• Latihan Tertulis A:
Salin kata demi kata bagian teks tentang kebakaran hutan dari "Sementara untuk jenis" sampai "dan sifat pembakarannya.".
• Latihan Tertulis B:
Sebutkan semua tipe kebakaran hutan yang disebutkan dalam teks tentang kebakaran hutan, beserta istilah bahasa Inggrisnya.
• Latihan Tertulis C:
Teruskan teks tentang kebakaran hutan mulai dari bagian setelah kalimat terakhirnya.

• Teks:
Pada titik ini, kebakaran hutan dapat terjadi di ketiga jenis fungsi hutan tersebut. Meski begitu, hutan produksi menjadi kawasan yang paling rawan mengalami kebakaran disebabkan oleh tingginya tingkat intervensi manusia terhadap keaslian dalam ekosistem di dalamnya.

Sementara untuk jenis karhutla sendiri, Encyclopedia of Wildfires and Wildland-Urban Interface (WUI) mengelompokannya ke dalam kebakaran hutan dapat dikelompokkan menjadi tiga tipe yaitu kebakaran bawah (ground fire), kebakaran permukaan (surface fire) dan kebakaran tajuk (crown fire). Perbedaan ketiga tipe kebakaran tersebut didasarkan pada titik yang terbakar dan sifat pembakarannya.

Kebakaran bawah (ground fire) merupakan kebakaran yang disebabkan oleh api yang menjalar ke segala arah. Kebakaran bawah dipengaruhi oleh kadar air pada permukaan tanah yang sedikit, sehingga oleh karenanya juga tidak dipengaruhi oleh kecepatan angin yang mamput membuat api semakin menjalar luas. Tipe kebakaran ini terjadi dengan terbakarnya rumput-rumput halus yang membuat api merembet dengan cepat.

Kebakaran permukaan (surface fire) merupakan kebakaran yang disebabkan oleh api yang bergerak di atas permukaan tanah dan sangat dipengaruhi oleh kondisi kecepatan angin yang dapat membawa api menjalar di permukaan dengan cepat. Tipe ini acap ditemukan dalam pergerakan api yang mulai membakar semak-semak belukar dan tanaman-tanaman pendek.

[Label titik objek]

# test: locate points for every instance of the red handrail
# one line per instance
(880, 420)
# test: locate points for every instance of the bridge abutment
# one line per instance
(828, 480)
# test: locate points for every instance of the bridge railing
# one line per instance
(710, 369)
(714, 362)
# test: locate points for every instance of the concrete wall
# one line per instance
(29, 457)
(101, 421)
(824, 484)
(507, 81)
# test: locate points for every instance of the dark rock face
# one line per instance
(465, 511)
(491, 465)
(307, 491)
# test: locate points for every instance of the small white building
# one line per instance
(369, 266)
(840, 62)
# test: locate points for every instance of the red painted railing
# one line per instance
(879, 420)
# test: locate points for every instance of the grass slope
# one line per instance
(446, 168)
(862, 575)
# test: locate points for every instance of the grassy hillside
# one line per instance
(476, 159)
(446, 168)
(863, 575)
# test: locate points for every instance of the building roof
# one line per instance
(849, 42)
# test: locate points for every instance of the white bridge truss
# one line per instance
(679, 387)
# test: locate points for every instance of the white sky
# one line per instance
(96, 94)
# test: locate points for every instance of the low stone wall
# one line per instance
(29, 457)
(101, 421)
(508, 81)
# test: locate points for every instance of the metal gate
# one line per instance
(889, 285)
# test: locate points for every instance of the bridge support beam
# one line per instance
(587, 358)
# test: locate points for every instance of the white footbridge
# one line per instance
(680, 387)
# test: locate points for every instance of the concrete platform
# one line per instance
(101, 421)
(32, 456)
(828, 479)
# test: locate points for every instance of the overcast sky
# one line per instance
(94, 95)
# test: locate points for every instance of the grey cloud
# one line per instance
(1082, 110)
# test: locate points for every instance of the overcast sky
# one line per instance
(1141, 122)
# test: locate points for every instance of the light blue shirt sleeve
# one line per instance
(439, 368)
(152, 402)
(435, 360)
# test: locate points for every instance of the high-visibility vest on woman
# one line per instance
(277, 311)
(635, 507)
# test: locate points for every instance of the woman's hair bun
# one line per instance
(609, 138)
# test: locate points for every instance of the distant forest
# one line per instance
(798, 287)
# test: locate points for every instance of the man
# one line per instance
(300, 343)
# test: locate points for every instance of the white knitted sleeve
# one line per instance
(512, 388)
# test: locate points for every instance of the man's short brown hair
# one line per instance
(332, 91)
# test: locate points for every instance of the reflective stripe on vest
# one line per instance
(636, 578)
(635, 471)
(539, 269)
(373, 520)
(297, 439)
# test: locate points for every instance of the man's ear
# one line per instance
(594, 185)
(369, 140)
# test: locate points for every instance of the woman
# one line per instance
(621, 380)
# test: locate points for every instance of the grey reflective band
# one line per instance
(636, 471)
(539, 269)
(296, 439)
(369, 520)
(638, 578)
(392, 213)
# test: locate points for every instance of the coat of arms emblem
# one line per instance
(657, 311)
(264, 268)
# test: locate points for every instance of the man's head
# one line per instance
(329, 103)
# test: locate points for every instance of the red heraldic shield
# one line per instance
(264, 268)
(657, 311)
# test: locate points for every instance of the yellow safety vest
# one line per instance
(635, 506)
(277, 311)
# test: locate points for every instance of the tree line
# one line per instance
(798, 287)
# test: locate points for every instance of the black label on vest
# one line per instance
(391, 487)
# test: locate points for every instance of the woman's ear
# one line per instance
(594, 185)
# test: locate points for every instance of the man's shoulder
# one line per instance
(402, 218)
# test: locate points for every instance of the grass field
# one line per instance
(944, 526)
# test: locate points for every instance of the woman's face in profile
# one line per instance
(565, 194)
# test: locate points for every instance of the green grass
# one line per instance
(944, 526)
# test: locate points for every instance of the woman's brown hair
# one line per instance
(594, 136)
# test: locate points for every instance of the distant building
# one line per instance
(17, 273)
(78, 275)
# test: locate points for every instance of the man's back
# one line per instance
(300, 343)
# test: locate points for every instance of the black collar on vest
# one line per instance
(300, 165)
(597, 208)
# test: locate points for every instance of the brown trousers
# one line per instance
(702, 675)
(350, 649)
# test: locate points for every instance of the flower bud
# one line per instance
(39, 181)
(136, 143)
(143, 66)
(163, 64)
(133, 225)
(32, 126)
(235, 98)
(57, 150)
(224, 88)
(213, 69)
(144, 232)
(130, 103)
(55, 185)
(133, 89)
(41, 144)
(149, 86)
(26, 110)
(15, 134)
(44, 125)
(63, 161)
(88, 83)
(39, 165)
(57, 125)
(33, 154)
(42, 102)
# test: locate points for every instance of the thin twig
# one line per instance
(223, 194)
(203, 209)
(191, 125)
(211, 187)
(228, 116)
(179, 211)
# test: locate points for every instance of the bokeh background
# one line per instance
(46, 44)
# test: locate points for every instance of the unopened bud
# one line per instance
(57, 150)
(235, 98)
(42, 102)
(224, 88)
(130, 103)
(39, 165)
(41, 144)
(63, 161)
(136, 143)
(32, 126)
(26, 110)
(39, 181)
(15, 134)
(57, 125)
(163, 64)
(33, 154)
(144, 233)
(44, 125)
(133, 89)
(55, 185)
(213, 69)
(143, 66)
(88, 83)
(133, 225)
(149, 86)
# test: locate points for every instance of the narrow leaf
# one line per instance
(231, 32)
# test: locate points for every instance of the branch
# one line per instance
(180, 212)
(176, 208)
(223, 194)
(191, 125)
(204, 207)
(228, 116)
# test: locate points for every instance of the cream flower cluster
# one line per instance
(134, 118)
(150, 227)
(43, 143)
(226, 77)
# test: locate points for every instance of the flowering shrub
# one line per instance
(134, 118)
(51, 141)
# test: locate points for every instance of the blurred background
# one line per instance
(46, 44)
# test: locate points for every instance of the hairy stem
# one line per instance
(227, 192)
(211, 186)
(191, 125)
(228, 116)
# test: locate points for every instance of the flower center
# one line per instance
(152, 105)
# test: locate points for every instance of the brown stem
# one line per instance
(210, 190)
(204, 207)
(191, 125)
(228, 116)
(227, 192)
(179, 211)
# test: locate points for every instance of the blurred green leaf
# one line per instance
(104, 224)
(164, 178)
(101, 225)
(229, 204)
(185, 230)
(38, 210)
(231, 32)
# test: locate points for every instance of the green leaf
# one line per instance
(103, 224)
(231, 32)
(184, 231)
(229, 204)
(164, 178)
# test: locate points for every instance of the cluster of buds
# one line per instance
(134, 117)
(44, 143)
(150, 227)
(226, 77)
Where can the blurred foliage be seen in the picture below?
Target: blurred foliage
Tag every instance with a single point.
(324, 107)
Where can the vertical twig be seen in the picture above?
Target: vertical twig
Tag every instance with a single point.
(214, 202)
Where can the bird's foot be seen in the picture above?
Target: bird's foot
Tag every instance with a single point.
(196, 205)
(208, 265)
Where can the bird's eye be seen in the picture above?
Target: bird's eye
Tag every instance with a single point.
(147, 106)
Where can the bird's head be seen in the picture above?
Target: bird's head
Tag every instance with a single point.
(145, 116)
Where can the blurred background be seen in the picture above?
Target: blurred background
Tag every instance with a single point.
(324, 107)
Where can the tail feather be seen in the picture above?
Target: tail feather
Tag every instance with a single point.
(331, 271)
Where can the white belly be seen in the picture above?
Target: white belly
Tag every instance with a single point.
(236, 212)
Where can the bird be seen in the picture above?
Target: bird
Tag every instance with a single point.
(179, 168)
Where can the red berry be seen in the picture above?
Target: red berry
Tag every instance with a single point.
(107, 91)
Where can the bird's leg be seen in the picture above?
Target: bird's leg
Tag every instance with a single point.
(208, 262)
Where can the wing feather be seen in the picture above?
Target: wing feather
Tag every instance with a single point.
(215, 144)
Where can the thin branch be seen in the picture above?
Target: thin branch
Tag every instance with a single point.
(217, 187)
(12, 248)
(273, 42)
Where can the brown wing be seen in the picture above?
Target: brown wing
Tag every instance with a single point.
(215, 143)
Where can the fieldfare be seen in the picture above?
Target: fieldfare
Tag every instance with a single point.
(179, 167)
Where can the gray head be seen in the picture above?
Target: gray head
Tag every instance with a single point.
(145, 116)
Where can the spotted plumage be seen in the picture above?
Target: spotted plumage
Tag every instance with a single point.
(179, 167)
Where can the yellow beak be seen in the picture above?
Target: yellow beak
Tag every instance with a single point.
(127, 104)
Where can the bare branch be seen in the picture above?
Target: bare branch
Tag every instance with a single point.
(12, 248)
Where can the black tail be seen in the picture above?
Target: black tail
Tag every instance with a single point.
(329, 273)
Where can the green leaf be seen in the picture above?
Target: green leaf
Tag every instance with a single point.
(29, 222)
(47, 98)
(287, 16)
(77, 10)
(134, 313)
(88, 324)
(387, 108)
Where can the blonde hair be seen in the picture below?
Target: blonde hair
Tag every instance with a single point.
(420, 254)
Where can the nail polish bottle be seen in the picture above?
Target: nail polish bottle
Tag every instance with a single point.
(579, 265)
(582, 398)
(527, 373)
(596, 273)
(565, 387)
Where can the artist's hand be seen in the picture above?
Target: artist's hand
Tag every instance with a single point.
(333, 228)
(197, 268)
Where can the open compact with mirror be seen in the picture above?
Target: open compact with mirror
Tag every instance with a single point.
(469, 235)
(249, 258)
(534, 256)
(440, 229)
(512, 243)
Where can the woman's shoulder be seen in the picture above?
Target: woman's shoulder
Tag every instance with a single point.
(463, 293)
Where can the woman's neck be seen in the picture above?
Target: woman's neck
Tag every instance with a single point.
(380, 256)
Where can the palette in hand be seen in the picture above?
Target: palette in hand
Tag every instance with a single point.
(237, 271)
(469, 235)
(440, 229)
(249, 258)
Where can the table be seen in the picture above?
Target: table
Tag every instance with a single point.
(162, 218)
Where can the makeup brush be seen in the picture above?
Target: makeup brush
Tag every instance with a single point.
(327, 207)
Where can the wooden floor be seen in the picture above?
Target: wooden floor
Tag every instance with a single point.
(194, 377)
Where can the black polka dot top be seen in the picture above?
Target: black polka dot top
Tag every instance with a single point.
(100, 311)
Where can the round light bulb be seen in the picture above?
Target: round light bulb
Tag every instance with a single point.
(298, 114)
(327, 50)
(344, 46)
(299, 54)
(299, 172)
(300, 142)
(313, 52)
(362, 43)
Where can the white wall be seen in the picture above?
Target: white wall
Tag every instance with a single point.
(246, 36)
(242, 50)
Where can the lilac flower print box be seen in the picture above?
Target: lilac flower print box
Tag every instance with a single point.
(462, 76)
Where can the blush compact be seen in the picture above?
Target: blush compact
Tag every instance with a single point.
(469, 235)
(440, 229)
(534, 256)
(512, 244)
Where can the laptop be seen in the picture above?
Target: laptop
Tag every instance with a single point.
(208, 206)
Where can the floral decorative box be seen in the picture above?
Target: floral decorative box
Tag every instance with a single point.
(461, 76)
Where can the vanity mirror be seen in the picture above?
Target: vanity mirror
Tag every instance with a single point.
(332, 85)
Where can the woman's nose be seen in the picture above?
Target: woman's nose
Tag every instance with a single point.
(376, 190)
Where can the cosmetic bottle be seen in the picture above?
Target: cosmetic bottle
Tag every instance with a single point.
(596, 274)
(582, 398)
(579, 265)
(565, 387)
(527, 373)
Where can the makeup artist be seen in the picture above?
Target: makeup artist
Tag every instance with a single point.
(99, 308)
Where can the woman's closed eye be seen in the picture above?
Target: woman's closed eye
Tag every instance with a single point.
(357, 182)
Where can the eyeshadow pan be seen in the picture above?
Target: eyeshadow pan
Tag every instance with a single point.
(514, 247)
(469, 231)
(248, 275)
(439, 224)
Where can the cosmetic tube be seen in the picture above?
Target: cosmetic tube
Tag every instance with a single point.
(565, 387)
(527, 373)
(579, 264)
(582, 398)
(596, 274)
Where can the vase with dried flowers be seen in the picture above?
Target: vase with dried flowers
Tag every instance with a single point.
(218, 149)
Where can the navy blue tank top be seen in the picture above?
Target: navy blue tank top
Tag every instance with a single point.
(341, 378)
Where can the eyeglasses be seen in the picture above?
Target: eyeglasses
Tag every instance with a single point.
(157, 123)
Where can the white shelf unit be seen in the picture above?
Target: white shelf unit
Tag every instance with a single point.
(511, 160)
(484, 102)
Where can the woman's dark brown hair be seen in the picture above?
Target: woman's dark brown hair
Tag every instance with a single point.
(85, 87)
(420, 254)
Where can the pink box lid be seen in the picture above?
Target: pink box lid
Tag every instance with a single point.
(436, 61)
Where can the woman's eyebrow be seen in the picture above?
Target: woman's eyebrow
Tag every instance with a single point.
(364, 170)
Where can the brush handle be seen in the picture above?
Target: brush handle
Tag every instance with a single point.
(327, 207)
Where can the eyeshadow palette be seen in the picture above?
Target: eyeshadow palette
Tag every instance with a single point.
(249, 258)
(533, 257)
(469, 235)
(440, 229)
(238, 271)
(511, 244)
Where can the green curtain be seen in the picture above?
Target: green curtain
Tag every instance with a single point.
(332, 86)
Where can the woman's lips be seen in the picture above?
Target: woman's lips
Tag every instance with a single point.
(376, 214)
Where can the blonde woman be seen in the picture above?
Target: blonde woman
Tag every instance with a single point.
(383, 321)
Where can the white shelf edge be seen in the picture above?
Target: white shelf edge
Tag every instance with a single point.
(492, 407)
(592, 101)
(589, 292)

• Hasil Tugas A:
Sementara untuk jenis karhutla sendiri, Encyclopedia of Wildfires and Wildland-Urban Interface (WUI) mengelompokannya ke dalam kebakaran hutan dapat dikelompokkan menjadi tiga tipe yaitu kebakaran bawah (ground fire), kebakaran permukaan (surface fire) dan kebakaran tajuk (crown fire). Perbedaan ketiga tipe kebakaran tersebut didasarkan pada titik yang terbakar dan sifat pembakarannya.

• Hasil Tugas B:
Kebakaran bawah (ground fire), kebakaran permukaan (surface fire), dan kebakaran tajuk (crown fire).

• Hasil Tugas C:
Sementara kebakaran tajuk (crown fire) adalah tipe kebakaran hutan yang menjadi konsekuensi dari kebakaran permukaan. Ketika api di kebakaran permukaan terus menyala, maka api tersebut akan terus merembet bahkan hingga naik ke pepohonan yang membuatnya identik dengan kebakaran pada pohon-pohon besar. Meluasnya kebakaran juga sangat dipengaruhi oleh kecepatan angin yang tinggi.

KOMPAS/DIONISIUS REYNALDO TRIWIBOWO

Tim gabungan pemadam kebakaran hutan dan lahan di Kota Palangkaraya berjibaku memadamkan api di lahan bergambut yang diduga dibakar orang di Jalan Hiu Putih, Kota Palangkaraya, Kalimantan Tengah, pada Minggu (30/7/2023). Musim kemarau dengan paparan suhu tinggi rawan menimbulkan kebakaran.

Penyebab Karhutla

Dalam perjalanan waktu, kebakaran hutan dan lahan kian rutin terjadi di Indonesia. Secara garis besar, penyebab karhutla berasal dari faktor alam dan buatan. Dari alam, datangnya El Nino yang menghadirkan kemarau kerap menjadi faktor alam yang dipersalahkan. Selain itu, ada juga faktor kelembaban tanah, curah hujan, dan kecepatan angin yang menyebarkan bibit api. Meski begitu, intervensi manusia terhadap keasrian alam terbukti menjadi penyebab utamanya.

Mengacu pada situs resmi Badan Nasional Penanggulangan Bencana (BNPB) (bnpb.co.id), 99 persen penyebab karhutla Indonesia tahun 2019 berasal dari campur tangan manusia. Hanya 1 persen sisanya yang merupakan faktor alam. Pembukaan hutan dan lahan untuk berladang diprakarsai sebagai pendorong utama manusia untuk melakukan pembakaran lahan. Area hutan dibakar untuk menyingkirkan vegetasi liar, menggantinya dengan akses transportasi dan vegetasi perkebunan.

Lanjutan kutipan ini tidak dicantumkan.